→ **SOURCE**:
(begin)

There is good information on the number of persons naturalized in each state going back more or less indefinitely, which when compared to the number of foreign born people in each state can be used to determine the percentage of foreign born adults in each state who are not U.S. citizens, and extrapolated to the county level foreign born statistics to get a good approximation of the number of adult non-citizens in each county in the U.S. Just under half of foreign born persons are naturalized U.S. citizens. About 7% of the U.S. population consists of foreign born non-citizens, while 6% of the U.S. population consists of naturalized citizens of the United States.

As the map indicates, for the vast majority of counties in the United States, the foreign born population is very low. Only one in twenty of non-citizens in the U.S. live outside major metropolitan areas, while one in six native born citizens do.

And, one can use survey data and more isolated efforts to determine these figures to estimate a credible percentage of non-citizens who are registered to vote or do vote.

(end)

Entries for pointing and labeling:
(begin)

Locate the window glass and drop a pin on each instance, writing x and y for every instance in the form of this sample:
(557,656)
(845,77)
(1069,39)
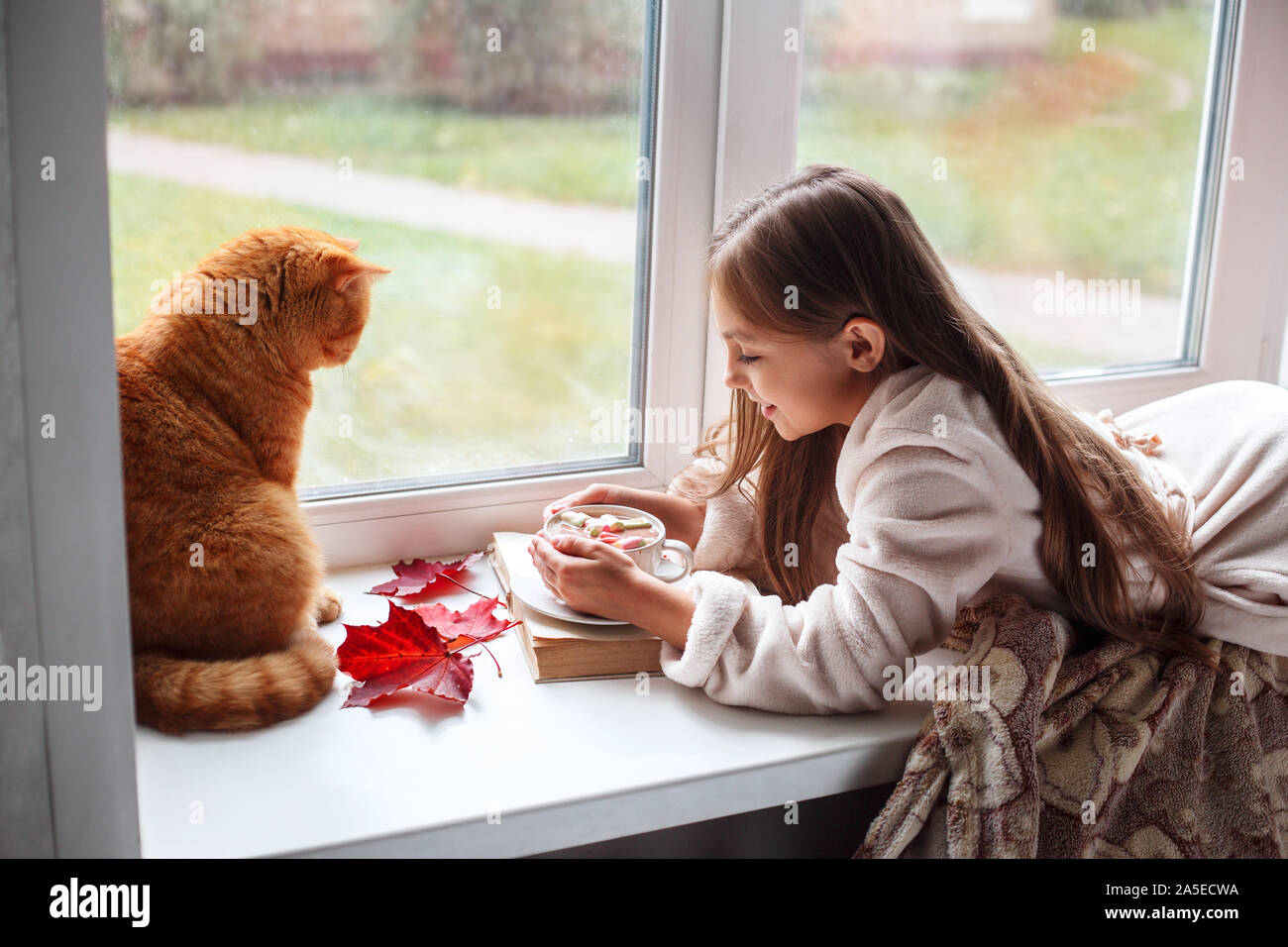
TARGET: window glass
(1048,149)
(494,155)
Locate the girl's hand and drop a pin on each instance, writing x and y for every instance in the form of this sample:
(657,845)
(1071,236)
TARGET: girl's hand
(588,575)
(593,493)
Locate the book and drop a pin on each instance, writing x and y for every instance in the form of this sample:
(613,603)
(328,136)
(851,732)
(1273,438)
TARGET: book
(559,650)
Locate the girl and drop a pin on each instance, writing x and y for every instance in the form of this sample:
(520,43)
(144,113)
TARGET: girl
(862,376)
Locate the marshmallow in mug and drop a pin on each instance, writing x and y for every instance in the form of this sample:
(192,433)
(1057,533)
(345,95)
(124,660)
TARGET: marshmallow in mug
(609,528)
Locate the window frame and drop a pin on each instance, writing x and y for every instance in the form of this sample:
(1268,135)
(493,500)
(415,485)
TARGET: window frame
(54,67)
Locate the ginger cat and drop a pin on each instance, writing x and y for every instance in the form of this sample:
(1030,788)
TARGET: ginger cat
(213,406)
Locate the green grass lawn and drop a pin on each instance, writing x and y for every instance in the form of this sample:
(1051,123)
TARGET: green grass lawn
(439,382)
(1068,166)
(1035,179)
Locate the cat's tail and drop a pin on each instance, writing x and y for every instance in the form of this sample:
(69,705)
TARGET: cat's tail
(178,694)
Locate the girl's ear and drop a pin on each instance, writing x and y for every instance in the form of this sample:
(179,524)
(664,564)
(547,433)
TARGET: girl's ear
(342,268)
(866,341)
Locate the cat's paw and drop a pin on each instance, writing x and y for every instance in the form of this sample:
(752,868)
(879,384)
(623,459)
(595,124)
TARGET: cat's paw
(326,604)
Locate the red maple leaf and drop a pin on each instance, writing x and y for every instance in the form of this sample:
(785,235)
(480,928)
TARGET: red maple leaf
(463,629)
(417,575)
(406,652)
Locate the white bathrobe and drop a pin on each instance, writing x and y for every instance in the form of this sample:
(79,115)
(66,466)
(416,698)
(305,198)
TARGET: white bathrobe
(940,513)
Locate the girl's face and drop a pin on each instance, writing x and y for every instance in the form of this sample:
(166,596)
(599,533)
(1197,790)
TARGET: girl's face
(802,385)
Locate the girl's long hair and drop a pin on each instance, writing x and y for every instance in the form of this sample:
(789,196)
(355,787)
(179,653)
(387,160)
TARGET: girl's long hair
(850,248)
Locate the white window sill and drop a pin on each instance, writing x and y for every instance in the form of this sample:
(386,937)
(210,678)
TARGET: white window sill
(563,763)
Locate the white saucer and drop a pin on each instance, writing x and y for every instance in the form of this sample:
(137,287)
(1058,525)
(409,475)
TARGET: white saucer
(527,586)
(533,594)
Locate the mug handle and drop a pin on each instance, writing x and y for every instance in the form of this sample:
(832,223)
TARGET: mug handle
(683,548)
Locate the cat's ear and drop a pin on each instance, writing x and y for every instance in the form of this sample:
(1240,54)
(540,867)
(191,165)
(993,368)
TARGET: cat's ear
(343,268)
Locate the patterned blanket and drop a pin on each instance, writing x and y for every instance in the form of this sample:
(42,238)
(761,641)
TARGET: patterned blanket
(1093,749)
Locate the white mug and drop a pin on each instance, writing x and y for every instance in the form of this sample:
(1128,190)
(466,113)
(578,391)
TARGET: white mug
(648,558)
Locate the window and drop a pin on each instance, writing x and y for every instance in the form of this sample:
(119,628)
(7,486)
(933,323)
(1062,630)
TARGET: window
(1054,151)
(496,157)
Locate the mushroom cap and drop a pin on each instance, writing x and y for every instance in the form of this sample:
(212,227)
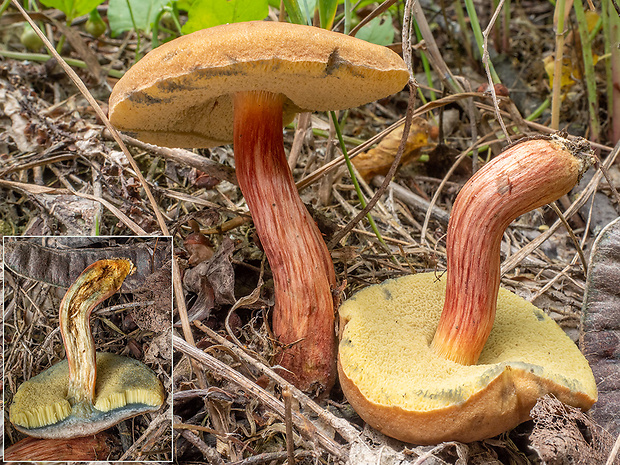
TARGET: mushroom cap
(399,386)
(180,94)
(125,388)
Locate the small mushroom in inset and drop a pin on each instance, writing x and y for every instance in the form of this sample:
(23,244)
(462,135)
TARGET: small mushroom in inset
(428,358)
(240,82)
(89,391)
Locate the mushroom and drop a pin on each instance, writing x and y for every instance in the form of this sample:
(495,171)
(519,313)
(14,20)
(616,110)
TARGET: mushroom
(89,391)
(240,82)
(428,358)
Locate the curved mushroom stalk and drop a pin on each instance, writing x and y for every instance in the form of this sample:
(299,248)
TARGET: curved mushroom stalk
(96,283)
(303,318)
(90,391)
(526,176)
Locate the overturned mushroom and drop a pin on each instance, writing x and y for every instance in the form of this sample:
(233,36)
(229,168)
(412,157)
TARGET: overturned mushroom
(427,359)
(241,82)
(89,391)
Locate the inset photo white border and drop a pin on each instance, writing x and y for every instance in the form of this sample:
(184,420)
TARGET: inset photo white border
(131,319)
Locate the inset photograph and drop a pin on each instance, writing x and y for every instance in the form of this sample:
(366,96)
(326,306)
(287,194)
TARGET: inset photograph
(87,348)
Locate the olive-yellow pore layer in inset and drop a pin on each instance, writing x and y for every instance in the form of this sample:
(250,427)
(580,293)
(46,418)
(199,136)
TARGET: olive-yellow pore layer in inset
(398,385)
(181,93)
(123,386)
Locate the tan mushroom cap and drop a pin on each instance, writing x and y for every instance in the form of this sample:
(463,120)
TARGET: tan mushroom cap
(180,94)
(124,388)
(399,386)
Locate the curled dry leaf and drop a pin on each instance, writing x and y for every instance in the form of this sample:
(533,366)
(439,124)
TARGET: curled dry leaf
(564,434)
(377,161)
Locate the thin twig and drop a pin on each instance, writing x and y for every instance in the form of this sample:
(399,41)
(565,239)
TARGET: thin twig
(288,421)
(102,116)
(571,233)
(614,451)
(486,61)
(589,190)
(304,425)
(372,202)
(342,427)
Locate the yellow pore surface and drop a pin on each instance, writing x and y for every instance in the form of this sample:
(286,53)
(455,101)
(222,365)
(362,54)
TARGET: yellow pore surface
(121,382)
(384,350)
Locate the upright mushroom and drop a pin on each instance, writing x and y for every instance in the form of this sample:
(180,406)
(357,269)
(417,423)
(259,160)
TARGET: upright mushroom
(89,391)
(427,359)
(241,82)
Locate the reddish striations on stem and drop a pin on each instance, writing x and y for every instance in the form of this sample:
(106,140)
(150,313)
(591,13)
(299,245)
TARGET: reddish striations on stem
(303,318)
(526,176)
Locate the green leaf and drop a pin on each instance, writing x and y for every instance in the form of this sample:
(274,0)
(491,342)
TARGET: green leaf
(207,13)
(327,12)
(73,8)
(378,31)
(144,14)
(295,12)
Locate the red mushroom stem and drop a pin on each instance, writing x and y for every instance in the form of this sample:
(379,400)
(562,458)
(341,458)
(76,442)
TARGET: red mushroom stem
(96,283)
(526,176)
(303,273)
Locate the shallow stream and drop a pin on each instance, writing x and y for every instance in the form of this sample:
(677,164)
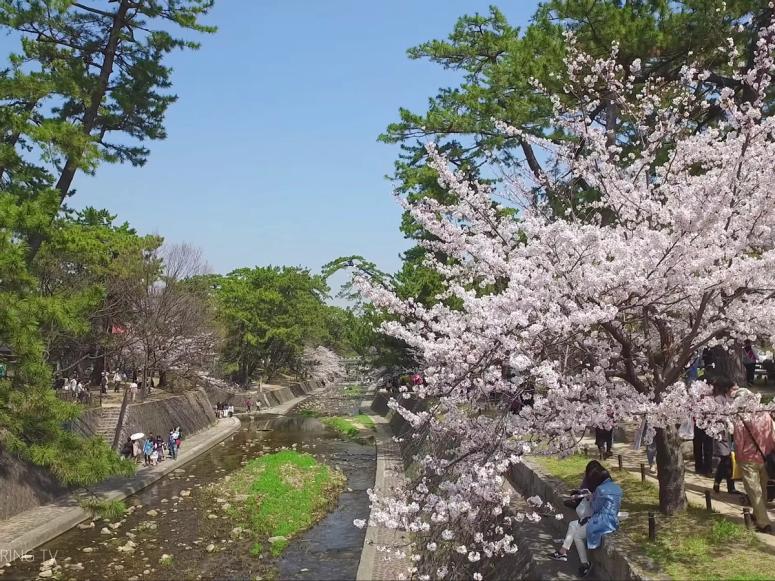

(end)

→ **EXERCISE AIM**:
Continue the passage about non-citizen populations in U.S. states and counties, picking up after its final sentence.

→ **WRITTEN ANSWER**:
"As of 2015, the five counties with the largest foreign-born populations (Los Angeles County, Calif.; Miami-Dade County, Fla.; Cook County, Ill.; Harris County, Texas and Queens County, N.Y) account for 19% of the national immigrant population in the U.S." Source (citizen and non-citizen alike). Outside greater DC, greater NYC, Detroit, Florida, Texas, Nevada and the Pacific States, and a few other states in the Southwest, the maximum number of non-citizen voters even if an absurdly high (relative to reality) 5% adult non-citizens were voters, is negligible.

Also, since most of the concern about non-citizen voters is ultimately driven by the concern of conservatives that non-citizen voters will flip elections for Democrats, it is worth noting that most counties with lots of non-citizen adults are also overwhelmingly Democratic by margins that far exceed the highest imaginable percentage of non-citizen voters in any reality based analysis, and another significant percentage of those counties are very safe Republican leaning counties, where again, non-citizen voters wouldn't make a difference in outcomes.

The number of counties where non-citizen voting could conceivably make a difference so as to justify a comprehensive study of the type suggested in the original post, is very small, and predominantly limited to Florida. So, part of the reason that such studies are rare is because the justification for them is so weak.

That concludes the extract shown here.